* SELECTED PASSAGE
········
Genomic DNA of S. aureus ATCC25923 was isolated as follows. 1.5 mL of overnight culture was pelleted and washed with 500 µL TE buffer (30 mM Tris HCl, 1 mM EDTA) pH 8. The pellet was resuspended in 200 µL TE buffer pH 8 supplemented with 10 µg lysostaphin and incubated at 37 °C and 750 rpm shaking for 1 h. An amount of 15 µL of 20 mg/mL proteinase K was added and the mixture was incubated at 56 °C and 750 rpm shaking for 1 h. The mixture was heated to 95 °C for 15 min, then extracted twice with 1 volume of ROTI Aqua-P/C/I pH 7.5–8 (CarlRoth) and once with 3 volumes of diethyl ether. Residual organic layer was removed in vacuo. DNA was precipitated in the presence of 300 mM sodium acetate and 2.5 volumes of ethanol at −20 °C. The pellet was washed once with 1 mL 80% ethanol and dried in vacuo. The pellet was resuspended in TE buffer pH 8 and the concentration and purity were determined on Nanodrop One. Genomic DNA was used to amplify the cdr gene by polymerase chain reaction (PCR) using Q5 Hot Start High-Fidelity DNA Polymerase (New England BioLabs, Frankfurt, Germany) in a T-100 Thermal Cycler (Bio-Rad, Feldkirchen, Germany). The primers (Integrated DNA Technologies, desalted) included NcoI and XhoI restriction sites.
········
* SUPPLIED ENTRIES
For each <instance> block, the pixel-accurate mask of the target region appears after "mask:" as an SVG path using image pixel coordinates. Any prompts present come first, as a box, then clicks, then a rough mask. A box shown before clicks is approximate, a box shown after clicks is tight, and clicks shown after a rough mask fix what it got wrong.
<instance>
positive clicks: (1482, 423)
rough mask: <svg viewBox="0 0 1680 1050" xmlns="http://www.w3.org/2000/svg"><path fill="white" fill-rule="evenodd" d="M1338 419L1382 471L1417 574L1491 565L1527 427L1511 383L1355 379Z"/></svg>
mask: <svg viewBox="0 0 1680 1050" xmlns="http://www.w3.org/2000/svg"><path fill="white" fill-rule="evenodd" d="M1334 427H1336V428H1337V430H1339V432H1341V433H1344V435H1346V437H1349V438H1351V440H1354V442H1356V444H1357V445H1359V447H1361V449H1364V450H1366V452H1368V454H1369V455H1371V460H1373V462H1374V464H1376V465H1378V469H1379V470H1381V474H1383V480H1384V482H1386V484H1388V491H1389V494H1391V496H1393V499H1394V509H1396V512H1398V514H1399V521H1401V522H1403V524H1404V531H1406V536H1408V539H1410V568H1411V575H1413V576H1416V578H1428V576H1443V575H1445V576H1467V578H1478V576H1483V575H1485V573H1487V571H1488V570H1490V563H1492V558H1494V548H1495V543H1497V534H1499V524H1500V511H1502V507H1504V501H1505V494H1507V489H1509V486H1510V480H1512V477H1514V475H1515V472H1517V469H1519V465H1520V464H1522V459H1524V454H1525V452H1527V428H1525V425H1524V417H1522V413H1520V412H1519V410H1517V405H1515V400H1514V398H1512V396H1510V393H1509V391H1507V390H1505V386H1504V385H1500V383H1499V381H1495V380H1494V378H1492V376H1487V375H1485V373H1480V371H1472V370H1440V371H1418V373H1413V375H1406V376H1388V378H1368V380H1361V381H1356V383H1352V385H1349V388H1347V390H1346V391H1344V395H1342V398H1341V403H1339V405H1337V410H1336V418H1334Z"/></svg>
········
* EXERCISE DIRECTIONS
Reproduce the full protocol text on isolating genomic DNA and amplifying the cdr gene, word for word. Rely only on the protocol text for what follows, not on the other material.

* SOLUTION TO THE EXERCISE
Genomic DNA of S. aureus ATCC25923 was isolated as follows. 1.5 mL of overnight culture was pelleted and washed with 500 µL TE buffer (30 mM Tris HCl, 1 mM EDTA) pH 8. The pellet was resuspended in 200 µL TE buffer pH 8 supplemented with 10 µg lysostaphin and incubated at 37 °C and 750 rpm shaking for 1 h. An amount of 15 µL of 20 mg/mL proteinase K was added and the mixture was incubated at 56 °C and 750 rpm shaking for 1 h. The mixture was heated to 95 °C for 15 min, then extracted twice with 1 volume of ROTI Aqua-P/C/I pH 7.5–8 (CarlRoth) and once with 3 volumes of diethyl ether. Residual organic layer was removed in vacuo. DNA was precipitated in the presence of 300 mM sodium acetate and 2.5 volumes of ethanol at −20 °C. The pellet was washed once with 1 mL 80% ethanol and dried in vacuo. The pellet was resuspended in TE buffer pH 8 and the concentration and purity were determined on Nanodrop One. Genomic DNA was used to amplify the cdr gene by polymerase chain reaction (PCR) using Q5 Hot Start High-Fidelity DNA Polymerase (New England BioLabs, Frankfurt, Germany) in a T-100 Thermal Cycler (Bio-Rad, Feldkirchen, Germany). The primers (Integrated DNA Technologies, desalted) included NcoI and XhoI restriction sites.